**Stated task:**
Reproduce exactly the lines beginning with the line that contains "Each instance gets a single point. Label the decorative" and ending at the final line of the material below.

"""

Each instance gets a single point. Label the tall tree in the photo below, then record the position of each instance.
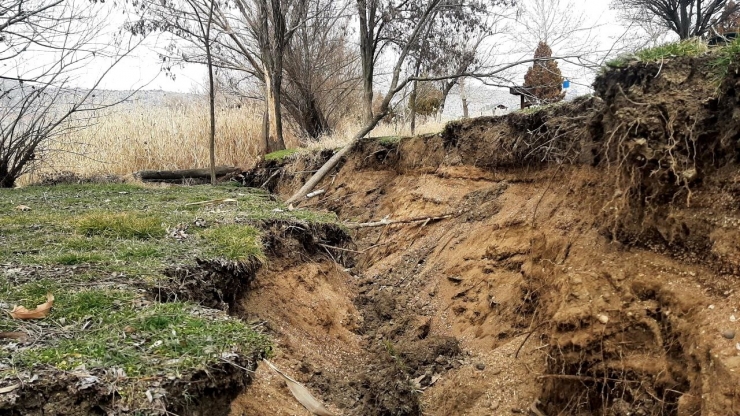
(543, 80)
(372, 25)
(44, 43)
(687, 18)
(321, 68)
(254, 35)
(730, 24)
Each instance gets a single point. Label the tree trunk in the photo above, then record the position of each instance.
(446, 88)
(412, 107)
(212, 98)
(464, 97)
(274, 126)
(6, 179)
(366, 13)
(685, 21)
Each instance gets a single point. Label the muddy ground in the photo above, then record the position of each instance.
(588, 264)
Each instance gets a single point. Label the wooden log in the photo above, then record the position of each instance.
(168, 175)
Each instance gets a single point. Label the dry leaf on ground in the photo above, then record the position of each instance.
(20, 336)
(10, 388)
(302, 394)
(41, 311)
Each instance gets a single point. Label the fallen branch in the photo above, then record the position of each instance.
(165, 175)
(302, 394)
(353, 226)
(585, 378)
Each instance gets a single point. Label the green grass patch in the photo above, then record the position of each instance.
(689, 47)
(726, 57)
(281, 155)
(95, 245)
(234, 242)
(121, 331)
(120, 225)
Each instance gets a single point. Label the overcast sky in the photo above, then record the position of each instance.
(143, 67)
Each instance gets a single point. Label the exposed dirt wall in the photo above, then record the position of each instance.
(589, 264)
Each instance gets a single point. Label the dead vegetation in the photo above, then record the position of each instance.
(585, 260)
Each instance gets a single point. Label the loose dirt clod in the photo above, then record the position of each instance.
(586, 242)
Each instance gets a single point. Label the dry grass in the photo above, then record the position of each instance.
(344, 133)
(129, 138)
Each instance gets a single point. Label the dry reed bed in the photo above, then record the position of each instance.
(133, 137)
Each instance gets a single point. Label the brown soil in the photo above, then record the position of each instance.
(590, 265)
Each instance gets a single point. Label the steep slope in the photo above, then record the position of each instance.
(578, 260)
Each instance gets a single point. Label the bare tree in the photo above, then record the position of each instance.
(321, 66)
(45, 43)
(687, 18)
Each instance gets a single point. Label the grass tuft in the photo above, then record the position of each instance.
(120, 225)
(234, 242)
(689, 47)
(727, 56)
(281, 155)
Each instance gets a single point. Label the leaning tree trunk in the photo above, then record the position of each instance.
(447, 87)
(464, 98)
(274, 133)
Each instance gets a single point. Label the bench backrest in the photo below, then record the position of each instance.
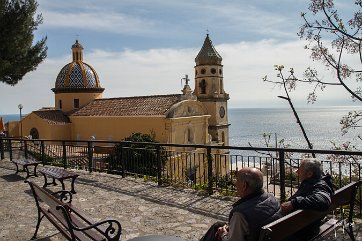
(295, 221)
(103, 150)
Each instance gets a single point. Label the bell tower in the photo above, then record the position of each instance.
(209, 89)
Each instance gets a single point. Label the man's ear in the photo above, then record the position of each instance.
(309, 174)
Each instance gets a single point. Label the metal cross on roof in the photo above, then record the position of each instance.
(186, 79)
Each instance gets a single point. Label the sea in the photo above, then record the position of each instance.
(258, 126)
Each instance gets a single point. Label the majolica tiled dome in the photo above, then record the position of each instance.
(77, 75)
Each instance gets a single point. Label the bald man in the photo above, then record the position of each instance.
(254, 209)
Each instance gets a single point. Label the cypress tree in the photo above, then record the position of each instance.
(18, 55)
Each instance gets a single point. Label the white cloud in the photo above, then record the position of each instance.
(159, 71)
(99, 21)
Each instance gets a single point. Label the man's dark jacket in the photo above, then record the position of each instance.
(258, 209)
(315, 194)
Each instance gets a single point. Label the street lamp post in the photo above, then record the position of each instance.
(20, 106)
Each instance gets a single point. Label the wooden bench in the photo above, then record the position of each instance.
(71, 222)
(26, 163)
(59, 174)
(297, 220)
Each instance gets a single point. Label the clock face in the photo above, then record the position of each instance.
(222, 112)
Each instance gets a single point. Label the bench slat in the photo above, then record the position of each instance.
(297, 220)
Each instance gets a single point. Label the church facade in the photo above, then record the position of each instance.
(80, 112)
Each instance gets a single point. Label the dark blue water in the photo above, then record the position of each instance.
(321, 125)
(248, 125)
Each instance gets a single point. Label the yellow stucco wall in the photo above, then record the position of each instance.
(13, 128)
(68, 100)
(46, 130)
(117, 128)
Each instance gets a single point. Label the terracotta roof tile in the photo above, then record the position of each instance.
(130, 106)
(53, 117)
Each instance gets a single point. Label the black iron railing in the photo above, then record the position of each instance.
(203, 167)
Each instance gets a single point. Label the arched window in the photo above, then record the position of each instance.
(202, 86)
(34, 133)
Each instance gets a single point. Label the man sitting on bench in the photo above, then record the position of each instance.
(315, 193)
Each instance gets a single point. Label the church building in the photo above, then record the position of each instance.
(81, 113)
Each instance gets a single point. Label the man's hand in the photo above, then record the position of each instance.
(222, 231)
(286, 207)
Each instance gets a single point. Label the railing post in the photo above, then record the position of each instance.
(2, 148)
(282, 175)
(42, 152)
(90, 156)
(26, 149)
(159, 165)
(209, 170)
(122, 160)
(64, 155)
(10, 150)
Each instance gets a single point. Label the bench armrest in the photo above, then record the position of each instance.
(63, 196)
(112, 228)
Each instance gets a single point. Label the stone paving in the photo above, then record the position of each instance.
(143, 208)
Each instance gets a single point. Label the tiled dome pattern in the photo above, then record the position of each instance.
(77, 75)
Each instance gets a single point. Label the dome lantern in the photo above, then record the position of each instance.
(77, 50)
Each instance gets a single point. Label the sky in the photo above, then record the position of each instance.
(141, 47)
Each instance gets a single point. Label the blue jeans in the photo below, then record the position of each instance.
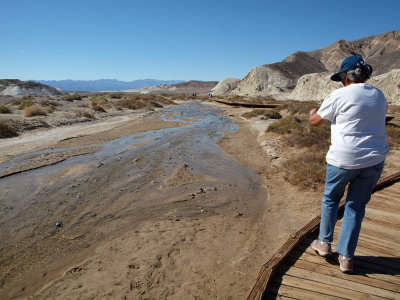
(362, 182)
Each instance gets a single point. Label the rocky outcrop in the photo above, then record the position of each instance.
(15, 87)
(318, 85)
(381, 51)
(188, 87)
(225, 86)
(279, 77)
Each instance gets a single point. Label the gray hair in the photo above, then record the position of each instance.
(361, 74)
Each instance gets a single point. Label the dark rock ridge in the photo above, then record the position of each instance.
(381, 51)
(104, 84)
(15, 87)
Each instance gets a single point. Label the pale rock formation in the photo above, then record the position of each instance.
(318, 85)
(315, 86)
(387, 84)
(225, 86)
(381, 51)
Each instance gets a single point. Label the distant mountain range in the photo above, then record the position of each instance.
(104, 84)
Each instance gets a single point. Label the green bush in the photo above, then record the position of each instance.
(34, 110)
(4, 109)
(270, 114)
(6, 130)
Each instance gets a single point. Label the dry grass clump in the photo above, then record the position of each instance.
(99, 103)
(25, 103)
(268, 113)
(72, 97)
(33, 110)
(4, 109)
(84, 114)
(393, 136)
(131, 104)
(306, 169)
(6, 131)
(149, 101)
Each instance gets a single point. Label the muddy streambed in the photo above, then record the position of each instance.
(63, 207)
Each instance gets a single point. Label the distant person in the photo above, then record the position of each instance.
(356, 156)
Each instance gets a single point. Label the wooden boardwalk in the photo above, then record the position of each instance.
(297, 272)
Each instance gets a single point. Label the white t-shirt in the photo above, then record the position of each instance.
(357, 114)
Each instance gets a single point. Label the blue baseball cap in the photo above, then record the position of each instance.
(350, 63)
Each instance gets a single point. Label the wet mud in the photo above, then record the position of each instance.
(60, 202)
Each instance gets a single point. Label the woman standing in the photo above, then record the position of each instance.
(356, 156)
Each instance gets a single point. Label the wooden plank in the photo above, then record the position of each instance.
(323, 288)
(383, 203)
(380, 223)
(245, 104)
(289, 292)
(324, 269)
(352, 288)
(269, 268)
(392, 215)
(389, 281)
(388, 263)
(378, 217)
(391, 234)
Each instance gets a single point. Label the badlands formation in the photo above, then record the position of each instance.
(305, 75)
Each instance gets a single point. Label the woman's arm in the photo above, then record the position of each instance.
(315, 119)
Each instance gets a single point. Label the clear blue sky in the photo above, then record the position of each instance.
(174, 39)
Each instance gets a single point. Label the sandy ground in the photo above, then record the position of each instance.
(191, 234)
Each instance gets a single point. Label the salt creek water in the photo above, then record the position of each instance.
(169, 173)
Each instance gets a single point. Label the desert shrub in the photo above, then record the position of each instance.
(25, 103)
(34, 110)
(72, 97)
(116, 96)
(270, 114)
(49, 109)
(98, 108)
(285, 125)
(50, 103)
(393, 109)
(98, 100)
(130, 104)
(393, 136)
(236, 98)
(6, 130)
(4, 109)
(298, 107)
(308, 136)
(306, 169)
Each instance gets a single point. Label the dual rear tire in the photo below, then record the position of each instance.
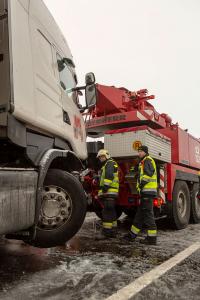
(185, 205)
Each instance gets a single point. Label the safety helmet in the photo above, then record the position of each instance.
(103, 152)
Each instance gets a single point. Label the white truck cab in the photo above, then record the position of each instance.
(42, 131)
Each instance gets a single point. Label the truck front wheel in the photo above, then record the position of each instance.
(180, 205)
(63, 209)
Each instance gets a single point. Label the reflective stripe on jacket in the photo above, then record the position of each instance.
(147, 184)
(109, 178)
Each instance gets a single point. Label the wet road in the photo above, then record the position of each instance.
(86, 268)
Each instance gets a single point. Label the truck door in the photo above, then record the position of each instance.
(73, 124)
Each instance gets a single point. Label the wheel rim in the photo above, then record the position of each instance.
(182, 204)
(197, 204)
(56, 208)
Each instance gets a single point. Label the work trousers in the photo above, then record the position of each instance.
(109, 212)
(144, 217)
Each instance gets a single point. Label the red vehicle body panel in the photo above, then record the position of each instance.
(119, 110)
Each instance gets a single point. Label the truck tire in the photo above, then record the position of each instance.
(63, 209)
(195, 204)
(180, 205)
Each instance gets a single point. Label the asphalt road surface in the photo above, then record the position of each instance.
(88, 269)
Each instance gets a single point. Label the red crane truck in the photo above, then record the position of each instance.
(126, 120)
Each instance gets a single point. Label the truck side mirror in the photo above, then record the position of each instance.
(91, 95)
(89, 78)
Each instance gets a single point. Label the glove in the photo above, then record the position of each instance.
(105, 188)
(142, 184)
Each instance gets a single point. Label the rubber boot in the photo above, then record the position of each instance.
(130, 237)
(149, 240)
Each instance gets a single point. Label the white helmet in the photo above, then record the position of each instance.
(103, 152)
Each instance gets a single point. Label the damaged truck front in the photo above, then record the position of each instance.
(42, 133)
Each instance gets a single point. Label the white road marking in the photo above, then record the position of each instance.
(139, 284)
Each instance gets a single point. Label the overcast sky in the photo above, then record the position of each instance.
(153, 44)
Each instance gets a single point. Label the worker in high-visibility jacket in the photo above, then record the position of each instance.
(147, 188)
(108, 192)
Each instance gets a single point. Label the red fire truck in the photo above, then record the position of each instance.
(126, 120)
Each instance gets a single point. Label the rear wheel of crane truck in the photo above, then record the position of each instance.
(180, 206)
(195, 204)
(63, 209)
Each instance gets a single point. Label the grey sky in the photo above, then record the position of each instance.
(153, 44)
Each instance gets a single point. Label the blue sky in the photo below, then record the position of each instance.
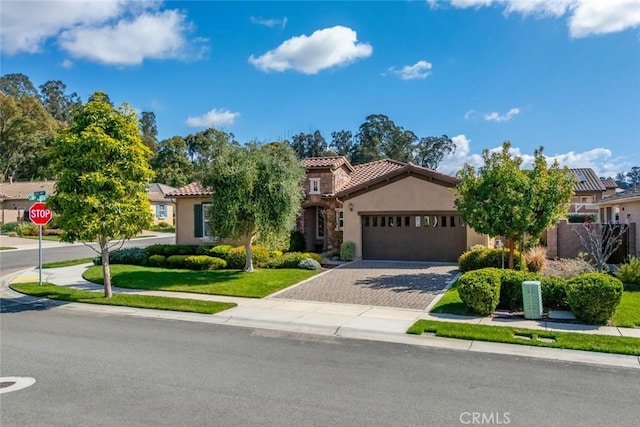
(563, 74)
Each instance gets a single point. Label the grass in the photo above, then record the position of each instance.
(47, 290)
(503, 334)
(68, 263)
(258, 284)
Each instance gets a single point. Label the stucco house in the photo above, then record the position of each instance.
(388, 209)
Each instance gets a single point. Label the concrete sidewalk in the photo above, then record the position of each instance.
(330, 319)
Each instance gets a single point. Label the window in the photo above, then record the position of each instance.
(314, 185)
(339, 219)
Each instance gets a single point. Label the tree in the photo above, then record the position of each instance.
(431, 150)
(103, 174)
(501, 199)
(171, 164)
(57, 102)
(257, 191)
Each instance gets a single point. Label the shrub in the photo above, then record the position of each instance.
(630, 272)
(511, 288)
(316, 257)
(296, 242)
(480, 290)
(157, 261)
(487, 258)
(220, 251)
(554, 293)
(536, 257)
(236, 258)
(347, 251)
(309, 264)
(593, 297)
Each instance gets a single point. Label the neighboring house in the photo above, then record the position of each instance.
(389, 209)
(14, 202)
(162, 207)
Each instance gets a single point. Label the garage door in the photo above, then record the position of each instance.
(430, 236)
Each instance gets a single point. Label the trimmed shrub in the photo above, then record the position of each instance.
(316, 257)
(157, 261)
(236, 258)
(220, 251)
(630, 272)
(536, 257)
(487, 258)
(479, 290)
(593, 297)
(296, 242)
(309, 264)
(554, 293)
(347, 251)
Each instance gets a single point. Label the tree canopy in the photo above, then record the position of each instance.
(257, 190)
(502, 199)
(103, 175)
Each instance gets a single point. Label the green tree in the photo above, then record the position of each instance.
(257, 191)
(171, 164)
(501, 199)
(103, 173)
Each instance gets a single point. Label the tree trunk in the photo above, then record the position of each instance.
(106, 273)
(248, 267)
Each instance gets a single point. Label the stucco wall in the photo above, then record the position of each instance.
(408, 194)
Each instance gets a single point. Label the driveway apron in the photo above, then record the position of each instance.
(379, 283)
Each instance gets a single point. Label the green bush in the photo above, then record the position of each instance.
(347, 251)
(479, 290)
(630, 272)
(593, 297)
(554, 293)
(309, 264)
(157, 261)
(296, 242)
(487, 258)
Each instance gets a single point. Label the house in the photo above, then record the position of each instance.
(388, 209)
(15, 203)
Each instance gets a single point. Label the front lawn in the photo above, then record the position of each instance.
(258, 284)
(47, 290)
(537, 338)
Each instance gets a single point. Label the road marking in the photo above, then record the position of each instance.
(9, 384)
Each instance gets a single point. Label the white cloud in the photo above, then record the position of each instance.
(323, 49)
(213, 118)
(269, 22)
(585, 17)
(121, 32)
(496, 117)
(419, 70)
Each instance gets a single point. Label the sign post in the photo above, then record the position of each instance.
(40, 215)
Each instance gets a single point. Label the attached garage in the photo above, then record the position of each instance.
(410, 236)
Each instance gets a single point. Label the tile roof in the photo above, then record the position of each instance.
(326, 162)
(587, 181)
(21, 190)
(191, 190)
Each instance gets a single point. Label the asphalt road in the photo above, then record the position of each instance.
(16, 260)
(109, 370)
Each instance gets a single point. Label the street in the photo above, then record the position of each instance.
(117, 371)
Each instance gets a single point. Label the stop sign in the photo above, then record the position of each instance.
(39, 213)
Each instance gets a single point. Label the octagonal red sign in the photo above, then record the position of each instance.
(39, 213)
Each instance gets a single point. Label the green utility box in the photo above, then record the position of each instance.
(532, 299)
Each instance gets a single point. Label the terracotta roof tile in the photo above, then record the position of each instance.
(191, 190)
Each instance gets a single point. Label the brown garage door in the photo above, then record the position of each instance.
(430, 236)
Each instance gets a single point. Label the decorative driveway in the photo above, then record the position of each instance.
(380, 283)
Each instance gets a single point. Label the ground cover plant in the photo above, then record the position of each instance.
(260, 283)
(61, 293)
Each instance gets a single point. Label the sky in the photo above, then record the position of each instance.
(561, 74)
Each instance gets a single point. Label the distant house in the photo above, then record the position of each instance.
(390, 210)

"""

**The result:**
Each instance gets a single point. Label the decorative driveway in the photo above, then record the position of each instance.
(380, 283)
Each instance gets a single point. Label the ground cover plant in the photo above, then record the position of each instance.
(260, 283)
(61, 293)
Each instance gets a single point. Label the sky in the photo above, then record the position of each instance.
(561, 74)
Each instance gets a single point. Label the distant house in the photo above, then record the position of each instance.
(390, 210)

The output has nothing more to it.